## Stated exercise
Identify every line of the records below that contains the word "shorts", and copy each such line in full.

## Dataset extract

▽

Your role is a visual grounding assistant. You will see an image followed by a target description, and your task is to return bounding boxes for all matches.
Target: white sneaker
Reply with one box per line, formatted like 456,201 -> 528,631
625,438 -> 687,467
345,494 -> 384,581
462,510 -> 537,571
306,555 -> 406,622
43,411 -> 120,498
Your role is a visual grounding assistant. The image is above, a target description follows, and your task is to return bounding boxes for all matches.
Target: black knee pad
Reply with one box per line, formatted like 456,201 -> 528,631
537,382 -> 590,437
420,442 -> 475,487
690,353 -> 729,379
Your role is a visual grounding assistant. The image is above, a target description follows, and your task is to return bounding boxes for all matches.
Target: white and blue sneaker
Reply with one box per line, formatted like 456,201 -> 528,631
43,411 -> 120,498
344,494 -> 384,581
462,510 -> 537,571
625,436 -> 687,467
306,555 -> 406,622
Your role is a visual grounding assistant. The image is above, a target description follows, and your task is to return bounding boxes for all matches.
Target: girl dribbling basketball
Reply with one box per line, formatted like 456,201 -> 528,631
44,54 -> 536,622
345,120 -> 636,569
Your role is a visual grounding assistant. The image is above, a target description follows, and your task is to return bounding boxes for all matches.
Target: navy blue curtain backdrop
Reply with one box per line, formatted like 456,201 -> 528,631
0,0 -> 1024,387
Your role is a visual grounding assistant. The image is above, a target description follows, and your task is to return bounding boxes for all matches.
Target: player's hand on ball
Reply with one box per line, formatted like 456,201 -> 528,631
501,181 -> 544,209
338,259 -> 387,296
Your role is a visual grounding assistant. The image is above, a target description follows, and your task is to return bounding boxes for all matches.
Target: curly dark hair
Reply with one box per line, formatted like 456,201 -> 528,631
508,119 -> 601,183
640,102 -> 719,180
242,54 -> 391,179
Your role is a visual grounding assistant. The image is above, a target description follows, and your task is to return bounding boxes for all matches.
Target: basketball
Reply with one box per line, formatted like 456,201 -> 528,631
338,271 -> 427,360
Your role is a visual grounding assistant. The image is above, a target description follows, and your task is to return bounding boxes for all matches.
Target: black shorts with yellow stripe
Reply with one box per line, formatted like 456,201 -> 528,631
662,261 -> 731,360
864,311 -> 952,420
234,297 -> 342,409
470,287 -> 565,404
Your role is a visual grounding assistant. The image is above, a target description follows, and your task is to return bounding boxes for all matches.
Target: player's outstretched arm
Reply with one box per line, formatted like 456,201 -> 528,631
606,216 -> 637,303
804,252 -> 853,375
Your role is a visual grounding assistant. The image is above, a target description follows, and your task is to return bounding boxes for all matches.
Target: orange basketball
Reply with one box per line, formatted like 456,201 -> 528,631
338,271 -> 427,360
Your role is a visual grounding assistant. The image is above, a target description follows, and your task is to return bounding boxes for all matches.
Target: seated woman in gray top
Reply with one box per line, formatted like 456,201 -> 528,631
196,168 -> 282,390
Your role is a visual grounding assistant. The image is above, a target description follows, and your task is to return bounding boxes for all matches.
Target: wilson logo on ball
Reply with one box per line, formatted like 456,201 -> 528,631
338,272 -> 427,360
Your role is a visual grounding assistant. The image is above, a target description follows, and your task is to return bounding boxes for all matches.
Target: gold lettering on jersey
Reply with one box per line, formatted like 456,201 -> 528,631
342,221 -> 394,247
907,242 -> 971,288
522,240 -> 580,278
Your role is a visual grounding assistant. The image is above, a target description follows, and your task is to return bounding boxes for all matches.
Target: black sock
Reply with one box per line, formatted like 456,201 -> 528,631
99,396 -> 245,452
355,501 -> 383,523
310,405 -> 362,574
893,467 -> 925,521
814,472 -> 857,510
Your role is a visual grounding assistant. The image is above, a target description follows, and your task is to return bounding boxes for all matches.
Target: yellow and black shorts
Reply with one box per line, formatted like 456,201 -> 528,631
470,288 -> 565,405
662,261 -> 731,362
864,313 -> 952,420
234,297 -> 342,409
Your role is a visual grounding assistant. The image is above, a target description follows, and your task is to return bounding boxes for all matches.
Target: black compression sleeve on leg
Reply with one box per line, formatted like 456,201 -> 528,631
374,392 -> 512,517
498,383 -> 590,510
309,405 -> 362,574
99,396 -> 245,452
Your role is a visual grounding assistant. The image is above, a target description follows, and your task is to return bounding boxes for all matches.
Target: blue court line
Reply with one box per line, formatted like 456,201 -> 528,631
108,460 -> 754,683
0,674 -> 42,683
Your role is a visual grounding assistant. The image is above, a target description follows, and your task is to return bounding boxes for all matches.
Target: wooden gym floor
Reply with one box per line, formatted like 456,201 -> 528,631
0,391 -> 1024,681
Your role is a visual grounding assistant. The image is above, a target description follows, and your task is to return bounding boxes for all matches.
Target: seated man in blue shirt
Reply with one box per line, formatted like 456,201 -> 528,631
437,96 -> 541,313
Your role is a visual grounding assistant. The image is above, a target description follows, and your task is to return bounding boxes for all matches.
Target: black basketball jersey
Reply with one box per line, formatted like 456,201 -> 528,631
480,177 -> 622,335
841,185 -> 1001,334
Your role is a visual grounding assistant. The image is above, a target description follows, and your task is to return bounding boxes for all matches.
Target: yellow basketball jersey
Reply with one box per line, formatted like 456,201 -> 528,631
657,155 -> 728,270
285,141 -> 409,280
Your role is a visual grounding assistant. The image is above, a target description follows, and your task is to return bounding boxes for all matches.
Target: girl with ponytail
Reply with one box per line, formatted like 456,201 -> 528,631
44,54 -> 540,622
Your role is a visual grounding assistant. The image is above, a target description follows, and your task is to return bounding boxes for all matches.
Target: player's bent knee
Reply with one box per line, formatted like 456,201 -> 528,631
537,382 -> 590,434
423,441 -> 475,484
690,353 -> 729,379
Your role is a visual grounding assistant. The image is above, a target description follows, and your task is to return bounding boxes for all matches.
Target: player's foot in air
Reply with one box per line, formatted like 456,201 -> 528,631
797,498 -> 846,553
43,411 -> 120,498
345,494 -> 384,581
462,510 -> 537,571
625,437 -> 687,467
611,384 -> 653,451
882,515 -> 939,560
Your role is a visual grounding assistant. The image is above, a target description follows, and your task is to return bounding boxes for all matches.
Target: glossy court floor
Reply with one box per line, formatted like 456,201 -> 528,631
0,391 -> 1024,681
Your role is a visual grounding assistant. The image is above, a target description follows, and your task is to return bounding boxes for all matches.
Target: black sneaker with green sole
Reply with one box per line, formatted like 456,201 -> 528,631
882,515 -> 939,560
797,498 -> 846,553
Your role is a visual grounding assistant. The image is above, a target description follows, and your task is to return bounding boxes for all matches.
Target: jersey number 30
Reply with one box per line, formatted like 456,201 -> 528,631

△

## Solution for this exercise
Target: black shorts with yellow stripe
Target: yellow and black shorts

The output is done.